──────── ESTRATTO DELLA PAGINA ────────

Quegli otto insabbiati
Giuseppe Fava, Beppe Alfano, Cosimo Cristina, Mauro De Mauro, Mario Francese, Peppino Impastato, Mauro Rostagno, Giovanni Spampinato: contro la dittatura mafiosa il coraggio della verità
È un’immagine che resterà impressa nella memoria. Quell’uomo con il giubbotto nero e la barba che da una tivù nazionale ci disse che i mafiosi siedono in Parlamento e nelle banche, a Palermo come a Roma, a Milano come nel resto d’Europa, fu un pugno nello stomaco per tutti, un discorso così lucido e così chiaro che nessuno era abituato a sentire.
Giuseppe Fava
non l’avevo mai visto prima, ma ogni mese leggevo il suo giornale, I Siciliani, che all’inizio degli anni Ottanta – con le sue lotte contro la mafia, contro la politica corrotta, contro l’installazione dei missili americani a Comiso – si poneva come avanguardia sia in Italia che in Europa. Il giornale più straordinario che abbia mai visto, dal punto di vista grafico, fotografico e culturale.

────────

_ESERCIZI_:
1) Secondo il brano sugli otto insabbiati, come si chiamava il giornale di Giuseppe Fava che l'autore leggeva ogni mese?
2) Prosegui il brano sugli otto insabbiati a partire dall'ultima frase riportata.

──────── ELENCO DEI DATI ────────

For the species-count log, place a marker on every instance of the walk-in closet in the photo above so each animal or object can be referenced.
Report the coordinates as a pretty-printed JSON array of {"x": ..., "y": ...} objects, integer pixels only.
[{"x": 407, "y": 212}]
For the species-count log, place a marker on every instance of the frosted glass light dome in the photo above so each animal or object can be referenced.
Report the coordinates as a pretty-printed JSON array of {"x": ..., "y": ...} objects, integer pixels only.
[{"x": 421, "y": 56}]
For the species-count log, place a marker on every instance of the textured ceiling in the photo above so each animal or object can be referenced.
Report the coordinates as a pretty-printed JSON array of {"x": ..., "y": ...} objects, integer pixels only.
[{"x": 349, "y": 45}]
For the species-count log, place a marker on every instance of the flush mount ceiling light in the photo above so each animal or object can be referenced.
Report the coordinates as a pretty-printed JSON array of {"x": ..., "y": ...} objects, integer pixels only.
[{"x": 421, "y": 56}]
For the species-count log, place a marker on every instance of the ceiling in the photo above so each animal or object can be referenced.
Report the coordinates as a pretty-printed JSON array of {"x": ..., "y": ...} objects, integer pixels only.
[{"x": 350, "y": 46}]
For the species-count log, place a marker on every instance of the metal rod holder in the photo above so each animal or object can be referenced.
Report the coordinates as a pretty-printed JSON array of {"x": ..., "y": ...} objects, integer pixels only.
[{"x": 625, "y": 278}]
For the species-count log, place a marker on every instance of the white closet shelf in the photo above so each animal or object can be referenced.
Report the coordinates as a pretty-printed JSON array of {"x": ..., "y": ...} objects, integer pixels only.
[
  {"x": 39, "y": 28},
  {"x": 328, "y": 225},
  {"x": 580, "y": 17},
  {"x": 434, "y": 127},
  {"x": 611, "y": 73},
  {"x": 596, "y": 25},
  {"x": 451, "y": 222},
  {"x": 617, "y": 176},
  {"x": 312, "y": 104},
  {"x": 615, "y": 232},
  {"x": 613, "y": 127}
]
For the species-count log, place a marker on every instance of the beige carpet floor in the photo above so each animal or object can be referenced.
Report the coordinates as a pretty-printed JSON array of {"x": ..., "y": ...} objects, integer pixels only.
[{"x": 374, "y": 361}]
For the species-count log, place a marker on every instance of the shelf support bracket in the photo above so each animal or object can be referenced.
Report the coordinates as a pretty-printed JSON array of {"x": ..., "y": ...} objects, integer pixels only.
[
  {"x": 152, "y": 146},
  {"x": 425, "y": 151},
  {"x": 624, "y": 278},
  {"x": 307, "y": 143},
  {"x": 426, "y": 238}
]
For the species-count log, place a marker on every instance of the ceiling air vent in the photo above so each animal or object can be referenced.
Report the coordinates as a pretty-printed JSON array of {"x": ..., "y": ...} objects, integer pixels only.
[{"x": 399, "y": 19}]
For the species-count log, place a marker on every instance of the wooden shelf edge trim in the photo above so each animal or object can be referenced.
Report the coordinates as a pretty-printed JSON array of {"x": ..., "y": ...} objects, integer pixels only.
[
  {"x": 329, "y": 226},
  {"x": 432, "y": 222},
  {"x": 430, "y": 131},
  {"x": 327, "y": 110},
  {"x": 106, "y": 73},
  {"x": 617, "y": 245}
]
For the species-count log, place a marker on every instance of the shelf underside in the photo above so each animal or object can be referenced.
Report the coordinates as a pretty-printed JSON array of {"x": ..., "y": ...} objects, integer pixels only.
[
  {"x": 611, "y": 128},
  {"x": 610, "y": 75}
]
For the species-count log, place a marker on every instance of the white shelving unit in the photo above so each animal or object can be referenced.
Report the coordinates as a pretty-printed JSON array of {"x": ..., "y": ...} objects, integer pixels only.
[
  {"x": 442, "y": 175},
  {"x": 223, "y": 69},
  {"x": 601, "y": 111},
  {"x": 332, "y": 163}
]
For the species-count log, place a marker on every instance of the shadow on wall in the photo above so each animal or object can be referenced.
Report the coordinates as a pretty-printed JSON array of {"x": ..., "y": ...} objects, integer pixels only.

────────

_SOLUZIONI_:
1) I Siciliani.

2)
Se intere generazioni hanno capito cos’è l’Italia del dopoguerra, in relazione alla Sicilia, cos’è Cosa nostra in relazione alla P2, ad Andreotti, a Gelli, a Sindona, ai servizi segreti deviati e al sottosviluppo, e quali retroscena si nascondevano dietro ai delitti eccellenti dell’epoca, lo devono proprio a Fava e a quel giornale senza una lira che ogni mese veniva stampato a Catania.
La mafia, la politica, i mandanti
E quell’assordante tam tam fatto di denigrazioni e di calunnie che si levò dopo l’assassinio di Fava, non fu casuale: il fine era quello di delegittimarne la figura per delegittimare le sue inchieste che, dopo il delitto, erano diventate dirompenti per il sistema di potere che ne aveva decretato la morte. Dirompenti anche per un’opinione pubblica che – conoscendo le inchieste, le battaglie e l’impegno di Fava – fu portato, in quelle prime ore, a collegare gli esecutori con i mandanti, la mafia con la politica.
Ecco allora che la delegittimazione – fatta passare attraverso i “canali giusti” – diventò un formidabile deterrente per evitare la reazione popolare. Non solo per Giuseppe Fava, ma anche per gli altri sette giornalisti uccisi in Sicilia: Mauro Di Mauro, Cosimo Cristina, Giovanni Spampinato, Mario Francese, Peppino Impastato, Mauro Rostagno, Beppe Alfano. Sui quali – proprio in quei momenti – decidemmo di scrivere un libro, Gli Insabbiati.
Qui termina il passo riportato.